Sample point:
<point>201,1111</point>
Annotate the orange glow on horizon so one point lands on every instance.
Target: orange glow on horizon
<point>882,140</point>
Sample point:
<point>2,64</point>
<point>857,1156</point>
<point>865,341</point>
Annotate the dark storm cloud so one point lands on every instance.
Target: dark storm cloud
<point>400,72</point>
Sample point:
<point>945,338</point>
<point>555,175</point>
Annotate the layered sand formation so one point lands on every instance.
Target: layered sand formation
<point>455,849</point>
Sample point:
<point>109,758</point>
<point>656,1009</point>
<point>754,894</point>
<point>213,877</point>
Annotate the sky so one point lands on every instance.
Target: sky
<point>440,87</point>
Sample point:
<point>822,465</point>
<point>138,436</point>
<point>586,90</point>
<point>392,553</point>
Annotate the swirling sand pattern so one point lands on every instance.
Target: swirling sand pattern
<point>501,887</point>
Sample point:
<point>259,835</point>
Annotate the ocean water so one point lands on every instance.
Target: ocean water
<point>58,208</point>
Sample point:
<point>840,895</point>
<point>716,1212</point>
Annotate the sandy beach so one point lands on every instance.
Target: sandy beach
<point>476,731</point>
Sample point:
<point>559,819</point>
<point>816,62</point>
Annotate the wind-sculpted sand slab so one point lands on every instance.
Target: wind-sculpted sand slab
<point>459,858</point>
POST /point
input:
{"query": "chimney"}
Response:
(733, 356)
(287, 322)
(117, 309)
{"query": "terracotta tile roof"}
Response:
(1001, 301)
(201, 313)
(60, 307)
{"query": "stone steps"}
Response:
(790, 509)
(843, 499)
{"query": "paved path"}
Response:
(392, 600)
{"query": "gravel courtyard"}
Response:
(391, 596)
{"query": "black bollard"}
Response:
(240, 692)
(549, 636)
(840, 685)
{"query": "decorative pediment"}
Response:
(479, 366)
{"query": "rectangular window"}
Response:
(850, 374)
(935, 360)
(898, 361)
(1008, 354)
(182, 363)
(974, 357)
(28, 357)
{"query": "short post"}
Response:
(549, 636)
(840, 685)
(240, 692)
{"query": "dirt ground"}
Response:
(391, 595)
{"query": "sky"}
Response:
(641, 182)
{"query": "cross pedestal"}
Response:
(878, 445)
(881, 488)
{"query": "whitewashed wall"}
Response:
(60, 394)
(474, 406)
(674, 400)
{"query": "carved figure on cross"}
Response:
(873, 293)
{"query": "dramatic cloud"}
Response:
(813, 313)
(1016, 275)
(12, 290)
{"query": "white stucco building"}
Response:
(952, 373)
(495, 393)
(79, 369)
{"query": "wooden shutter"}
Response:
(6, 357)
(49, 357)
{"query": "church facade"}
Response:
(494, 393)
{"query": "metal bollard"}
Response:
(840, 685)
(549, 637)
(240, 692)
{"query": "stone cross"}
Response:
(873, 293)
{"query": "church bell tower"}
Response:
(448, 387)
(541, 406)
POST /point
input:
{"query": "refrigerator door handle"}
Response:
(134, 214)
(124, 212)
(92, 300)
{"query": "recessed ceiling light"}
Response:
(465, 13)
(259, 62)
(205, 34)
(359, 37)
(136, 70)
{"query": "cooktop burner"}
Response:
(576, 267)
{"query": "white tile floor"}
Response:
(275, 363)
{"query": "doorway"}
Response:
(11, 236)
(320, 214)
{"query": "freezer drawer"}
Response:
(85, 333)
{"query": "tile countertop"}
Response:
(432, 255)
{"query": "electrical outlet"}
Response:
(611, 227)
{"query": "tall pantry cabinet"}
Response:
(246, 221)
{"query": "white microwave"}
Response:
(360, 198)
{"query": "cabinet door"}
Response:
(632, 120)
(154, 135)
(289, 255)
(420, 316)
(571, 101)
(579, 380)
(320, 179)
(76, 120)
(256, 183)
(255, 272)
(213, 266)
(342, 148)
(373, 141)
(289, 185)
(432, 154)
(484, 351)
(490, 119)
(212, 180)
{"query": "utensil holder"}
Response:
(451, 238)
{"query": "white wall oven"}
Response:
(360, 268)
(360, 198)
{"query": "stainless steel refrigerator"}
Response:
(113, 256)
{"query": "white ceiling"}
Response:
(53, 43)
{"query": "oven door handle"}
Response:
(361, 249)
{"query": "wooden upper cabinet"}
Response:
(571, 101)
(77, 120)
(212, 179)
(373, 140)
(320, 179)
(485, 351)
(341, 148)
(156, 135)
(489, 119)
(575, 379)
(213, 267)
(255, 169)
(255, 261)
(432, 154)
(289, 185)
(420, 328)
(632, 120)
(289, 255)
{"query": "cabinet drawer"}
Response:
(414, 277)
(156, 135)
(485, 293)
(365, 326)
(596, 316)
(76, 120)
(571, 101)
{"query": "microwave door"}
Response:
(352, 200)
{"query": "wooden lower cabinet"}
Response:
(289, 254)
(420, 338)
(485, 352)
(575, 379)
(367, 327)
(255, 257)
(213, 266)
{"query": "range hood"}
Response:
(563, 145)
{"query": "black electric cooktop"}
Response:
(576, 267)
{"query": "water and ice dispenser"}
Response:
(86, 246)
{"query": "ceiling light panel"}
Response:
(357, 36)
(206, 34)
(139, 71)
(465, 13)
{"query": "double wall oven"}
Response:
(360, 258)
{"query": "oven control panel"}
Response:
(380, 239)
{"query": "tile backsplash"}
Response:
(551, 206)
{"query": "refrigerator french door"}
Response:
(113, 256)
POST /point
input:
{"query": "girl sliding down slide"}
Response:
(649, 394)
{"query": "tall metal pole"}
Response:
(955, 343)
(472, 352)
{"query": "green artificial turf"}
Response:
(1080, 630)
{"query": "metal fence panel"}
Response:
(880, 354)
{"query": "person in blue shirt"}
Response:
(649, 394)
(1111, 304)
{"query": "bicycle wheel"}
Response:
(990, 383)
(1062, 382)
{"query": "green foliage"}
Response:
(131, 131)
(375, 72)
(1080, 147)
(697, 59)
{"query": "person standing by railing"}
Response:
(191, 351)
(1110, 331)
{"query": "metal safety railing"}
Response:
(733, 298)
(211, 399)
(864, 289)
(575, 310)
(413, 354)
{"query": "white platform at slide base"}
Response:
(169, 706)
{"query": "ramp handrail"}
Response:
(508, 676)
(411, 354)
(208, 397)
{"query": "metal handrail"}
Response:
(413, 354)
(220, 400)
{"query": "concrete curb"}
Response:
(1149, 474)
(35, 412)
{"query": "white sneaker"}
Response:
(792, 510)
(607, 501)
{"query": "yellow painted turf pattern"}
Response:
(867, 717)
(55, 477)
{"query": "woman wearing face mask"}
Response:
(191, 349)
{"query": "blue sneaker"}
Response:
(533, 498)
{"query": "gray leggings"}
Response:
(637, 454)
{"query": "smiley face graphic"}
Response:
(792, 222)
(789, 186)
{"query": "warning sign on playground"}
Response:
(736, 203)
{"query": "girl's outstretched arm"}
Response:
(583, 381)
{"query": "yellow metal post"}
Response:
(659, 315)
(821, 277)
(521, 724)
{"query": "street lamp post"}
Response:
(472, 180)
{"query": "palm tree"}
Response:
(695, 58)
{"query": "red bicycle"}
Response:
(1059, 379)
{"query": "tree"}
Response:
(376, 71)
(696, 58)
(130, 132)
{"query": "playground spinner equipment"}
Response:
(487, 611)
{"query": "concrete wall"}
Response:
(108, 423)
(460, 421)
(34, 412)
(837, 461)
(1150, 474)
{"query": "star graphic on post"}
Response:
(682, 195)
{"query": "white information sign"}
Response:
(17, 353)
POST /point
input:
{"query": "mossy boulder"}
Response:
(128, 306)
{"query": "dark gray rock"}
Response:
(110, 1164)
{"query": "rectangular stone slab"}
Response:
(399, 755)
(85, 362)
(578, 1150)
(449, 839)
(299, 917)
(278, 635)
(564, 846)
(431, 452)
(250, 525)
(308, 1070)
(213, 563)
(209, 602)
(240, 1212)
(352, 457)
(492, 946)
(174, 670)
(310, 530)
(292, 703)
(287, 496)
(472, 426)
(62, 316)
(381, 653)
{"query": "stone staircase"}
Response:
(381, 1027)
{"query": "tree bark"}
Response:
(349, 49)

....................

▶ O QUE FAZER
Reescreva por inteiro as linhas dos dados, do início até a linha com "<point>882,140</point>", inclusive, e aumente em 123 cada coordenada das respostas.

▶ RESULTADO ABAIXO
Sample point:
<point>201,1111</point>
Annotate the orange glow on horizon so one point lands on every instance.
Target: orange glow on horizon
<point>1005,263</point>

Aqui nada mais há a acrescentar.